MATERIAL SUPPLIED Start Marker

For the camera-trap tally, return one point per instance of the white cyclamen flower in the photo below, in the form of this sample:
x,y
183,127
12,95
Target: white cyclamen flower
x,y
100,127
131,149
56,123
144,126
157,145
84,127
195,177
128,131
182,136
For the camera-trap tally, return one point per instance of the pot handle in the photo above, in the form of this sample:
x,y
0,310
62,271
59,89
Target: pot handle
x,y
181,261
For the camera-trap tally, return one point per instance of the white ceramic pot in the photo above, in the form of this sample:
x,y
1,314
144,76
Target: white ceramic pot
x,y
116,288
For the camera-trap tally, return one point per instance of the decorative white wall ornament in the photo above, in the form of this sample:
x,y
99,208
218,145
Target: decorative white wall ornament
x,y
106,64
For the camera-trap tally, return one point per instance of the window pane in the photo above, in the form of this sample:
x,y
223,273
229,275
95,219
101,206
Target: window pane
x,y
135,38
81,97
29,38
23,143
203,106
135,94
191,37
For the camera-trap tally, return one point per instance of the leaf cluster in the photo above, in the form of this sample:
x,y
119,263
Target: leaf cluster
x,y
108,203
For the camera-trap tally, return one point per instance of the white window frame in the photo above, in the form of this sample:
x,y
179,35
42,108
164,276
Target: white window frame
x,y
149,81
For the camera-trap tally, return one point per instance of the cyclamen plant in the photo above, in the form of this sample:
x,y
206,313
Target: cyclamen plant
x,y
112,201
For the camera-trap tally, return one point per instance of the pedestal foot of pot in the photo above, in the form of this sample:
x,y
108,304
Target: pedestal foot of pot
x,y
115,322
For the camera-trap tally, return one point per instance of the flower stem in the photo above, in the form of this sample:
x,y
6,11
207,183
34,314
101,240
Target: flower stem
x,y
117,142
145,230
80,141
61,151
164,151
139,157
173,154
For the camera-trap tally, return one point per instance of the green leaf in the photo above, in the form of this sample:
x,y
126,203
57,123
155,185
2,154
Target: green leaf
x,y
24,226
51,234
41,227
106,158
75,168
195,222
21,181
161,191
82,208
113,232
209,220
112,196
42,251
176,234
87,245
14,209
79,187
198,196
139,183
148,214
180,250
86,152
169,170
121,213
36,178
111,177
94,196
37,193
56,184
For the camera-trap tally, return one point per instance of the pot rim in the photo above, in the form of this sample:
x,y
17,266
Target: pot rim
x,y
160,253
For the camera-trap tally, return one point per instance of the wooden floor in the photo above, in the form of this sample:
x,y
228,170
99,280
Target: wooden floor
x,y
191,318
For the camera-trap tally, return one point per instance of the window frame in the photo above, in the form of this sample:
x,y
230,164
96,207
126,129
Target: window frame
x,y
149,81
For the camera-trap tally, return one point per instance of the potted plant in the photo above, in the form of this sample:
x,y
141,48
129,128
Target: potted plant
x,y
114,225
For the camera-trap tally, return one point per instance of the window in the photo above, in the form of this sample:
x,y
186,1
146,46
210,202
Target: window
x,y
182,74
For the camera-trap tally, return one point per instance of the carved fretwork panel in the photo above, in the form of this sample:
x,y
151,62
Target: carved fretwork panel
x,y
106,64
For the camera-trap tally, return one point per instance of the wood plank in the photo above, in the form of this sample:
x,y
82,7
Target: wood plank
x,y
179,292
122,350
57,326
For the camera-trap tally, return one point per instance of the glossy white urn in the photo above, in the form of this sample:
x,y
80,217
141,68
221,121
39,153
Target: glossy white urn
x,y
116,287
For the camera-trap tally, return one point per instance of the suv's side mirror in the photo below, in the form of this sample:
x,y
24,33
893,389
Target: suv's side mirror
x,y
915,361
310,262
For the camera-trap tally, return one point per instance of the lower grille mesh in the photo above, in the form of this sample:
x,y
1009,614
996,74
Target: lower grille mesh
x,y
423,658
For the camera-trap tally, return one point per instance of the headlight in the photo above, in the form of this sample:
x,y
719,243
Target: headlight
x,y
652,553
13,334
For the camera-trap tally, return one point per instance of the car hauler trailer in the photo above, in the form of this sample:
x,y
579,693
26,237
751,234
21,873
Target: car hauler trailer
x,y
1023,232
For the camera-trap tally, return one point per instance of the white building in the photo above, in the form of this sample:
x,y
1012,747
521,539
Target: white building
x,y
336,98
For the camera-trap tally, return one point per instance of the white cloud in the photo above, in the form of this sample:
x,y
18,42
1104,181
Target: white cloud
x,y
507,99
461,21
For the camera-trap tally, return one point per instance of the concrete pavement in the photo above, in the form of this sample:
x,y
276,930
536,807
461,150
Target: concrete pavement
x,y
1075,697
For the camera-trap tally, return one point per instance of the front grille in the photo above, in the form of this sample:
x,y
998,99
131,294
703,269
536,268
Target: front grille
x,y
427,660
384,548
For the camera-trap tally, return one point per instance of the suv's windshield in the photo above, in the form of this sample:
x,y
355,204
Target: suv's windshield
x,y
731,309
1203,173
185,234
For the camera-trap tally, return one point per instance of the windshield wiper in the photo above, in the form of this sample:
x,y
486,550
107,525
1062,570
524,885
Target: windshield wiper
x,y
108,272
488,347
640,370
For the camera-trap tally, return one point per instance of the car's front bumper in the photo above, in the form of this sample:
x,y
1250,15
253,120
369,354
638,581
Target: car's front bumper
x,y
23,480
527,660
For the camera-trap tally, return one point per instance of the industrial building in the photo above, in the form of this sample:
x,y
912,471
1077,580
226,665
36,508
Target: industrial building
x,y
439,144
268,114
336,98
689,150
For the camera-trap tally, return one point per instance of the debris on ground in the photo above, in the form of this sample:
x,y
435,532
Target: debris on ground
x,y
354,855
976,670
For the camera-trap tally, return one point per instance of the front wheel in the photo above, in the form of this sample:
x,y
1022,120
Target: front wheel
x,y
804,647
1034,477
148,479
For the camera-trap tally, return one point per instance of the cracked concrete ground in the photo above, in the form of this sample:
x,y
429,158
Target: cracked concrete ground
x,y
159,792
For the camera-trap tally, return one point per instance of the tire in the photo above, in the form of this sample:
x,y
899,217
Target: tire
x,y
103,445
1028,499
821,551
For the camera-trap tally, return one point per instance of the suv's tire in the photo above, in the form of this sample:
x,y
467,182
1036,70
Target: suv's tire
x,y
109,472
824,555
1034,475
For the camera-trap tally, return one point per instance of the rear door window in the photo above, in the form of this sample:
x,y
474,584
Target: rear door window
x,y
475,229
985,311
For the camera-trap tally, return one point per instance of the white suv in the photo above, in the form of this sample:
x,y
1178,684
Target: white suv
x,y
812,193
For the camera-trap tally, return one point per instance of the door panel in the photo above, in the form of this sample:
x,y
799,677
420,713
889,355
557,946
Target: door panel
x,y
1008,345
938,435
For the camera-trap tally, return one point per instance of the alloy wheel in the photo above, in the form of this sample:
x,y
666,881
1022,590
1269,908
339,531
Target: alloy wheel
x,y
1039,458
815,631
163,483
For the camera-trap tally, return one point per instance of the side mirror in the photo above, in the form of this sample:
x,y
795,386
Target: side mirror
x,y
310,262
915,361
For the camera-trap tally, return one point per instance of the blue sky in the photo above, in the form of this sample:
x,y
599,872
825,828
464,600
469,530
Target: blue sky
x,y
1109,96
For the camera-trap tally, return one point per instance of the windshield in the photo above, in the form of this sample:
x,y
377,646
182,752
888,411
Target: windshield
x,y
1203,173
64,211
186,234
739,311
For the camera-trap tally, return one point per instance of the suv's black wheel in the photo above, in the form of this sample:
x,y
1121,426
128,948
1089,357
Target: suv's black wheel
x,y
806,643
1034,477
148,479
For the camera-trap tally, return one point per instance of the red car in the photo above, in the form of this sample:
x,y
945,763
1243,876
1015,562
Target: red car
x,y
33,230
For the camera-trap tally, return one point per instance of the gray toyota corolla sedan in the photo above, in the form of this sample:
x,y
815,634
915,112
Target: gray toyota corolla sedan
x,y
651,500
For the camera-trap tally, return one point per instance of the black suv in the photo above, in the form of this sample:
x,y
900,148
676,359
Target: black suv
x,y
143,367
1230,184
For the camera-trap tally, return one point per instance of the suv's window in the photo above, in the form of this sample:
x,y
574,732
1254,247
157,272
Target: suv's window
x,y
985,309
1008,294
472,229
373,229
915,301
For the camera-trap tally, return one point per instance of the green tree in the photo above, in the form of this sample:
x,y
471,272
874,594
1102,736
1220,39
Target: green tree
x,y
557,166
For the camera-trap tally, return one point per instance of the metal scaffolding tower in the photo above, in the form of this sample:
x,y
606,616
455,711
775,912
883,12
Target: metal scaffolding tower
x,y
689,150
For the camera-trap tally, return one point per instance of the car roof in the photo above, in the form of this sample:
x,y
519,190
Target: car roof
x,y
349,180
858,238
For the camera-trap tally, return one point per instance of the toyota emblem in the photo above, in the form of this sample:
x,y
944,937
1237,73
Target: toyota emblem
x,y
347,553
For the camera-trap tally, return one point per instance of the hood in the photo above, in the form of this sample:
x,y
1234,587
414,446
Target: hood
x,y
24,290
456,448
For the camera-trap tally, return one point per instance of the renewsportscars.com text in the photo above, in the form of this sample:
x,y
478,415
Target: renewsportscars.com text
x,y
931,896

MATERIAL SUPPLIED End Marker

Among the entries above, how many lines include the word "below"? Reply with the number only.

2